Aim A >> In the Dayfree Press text, who came up with the name "Dayfree Press" in 1994?
Aim B >> Write a continuation of the Dayfree Press text, picking up after its final line.
* Begin Document passage *
Dayfree Press was an online webcomic syndicate.  Each Dayfree member had a special advertisement banner on their webpage that advertised the comics of another member-site.  The ad was generated at random every time the page reloaded and sometimes showed an ad for the comics that were on the same webpage.  

The name "Dayfree Press" was brainstormed in 1994 by Dana Darko and RStevens, as an umbrella for publishing minicomics for local distribution and mailorder.  Shortly after RStevens left Dayfree to co-found dumbrella.com,  Darko scoured the Internet for "the most promising new webcomics talents."  In 2003, the second incarnation of Dayfree Press began at dayfreepress.com with a starting line-up of eleven established webcartoonists.

Original member comics
 Butternutsquash by Ramon Perez and Rob Coughler
 Coffee Brain by Rob Laughter
 Comet 7 by David Tekiela
 Ctrl+Alt+Del by Tim Buckley
 Instant Classic by Brian Carroll
 Orneryboy by Michael Lalonde
 Robot Stories by Dana Darko
 Sam and Fuzzy by Sam Logan
 Theater Hopper by Tom Brazelton (moved to Boxcar Comics)
 White Ninja by Kent Earle and Scott Bevan

Previous member comics (non-original)
* End Document passage *
* Begin Data lines *
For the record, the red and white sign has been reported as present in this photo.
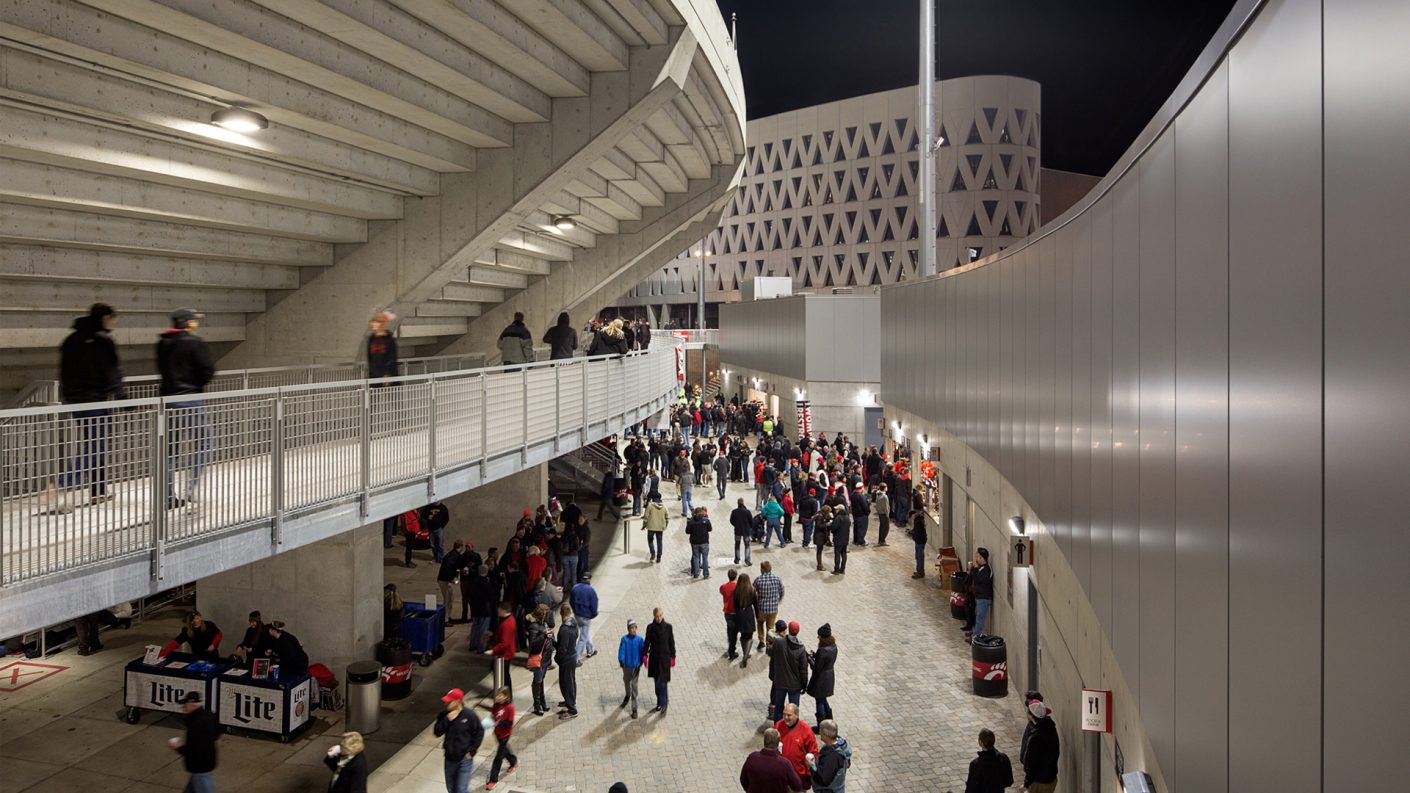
* End Data lines *
Final answer A >> Dana Darko and RStevens

Final answer B >>
 A Lesson Is Learned But The Damage Is Irreversible by David Hellman and Dale Berran
 Boy on a Stick and Slither by Steven L. Cloud (moved to Dumbrella)
 No 4th Wall to Break by Chris Whetstone and Jamie McGarry
 Nothing Nice To Say by Mitch Clem (moved to Boxcar Comics)
 VG Cats by Scott Ramsoomair

Final membership
 Able and Baker by Jim Burgess
 Bad News Radio by Maxx Diamond
 Butternutsquash by Ramon Perez and Rob Coughler
 Comet 7 by David Tekiela
 Dinosaur Comics by Ryan North
 Girly by Jackie Lesnick
 Kristy Versus the Zombie Army by David Tekelia
 Little Gamers by Pontus Madsen and Christian Fundin.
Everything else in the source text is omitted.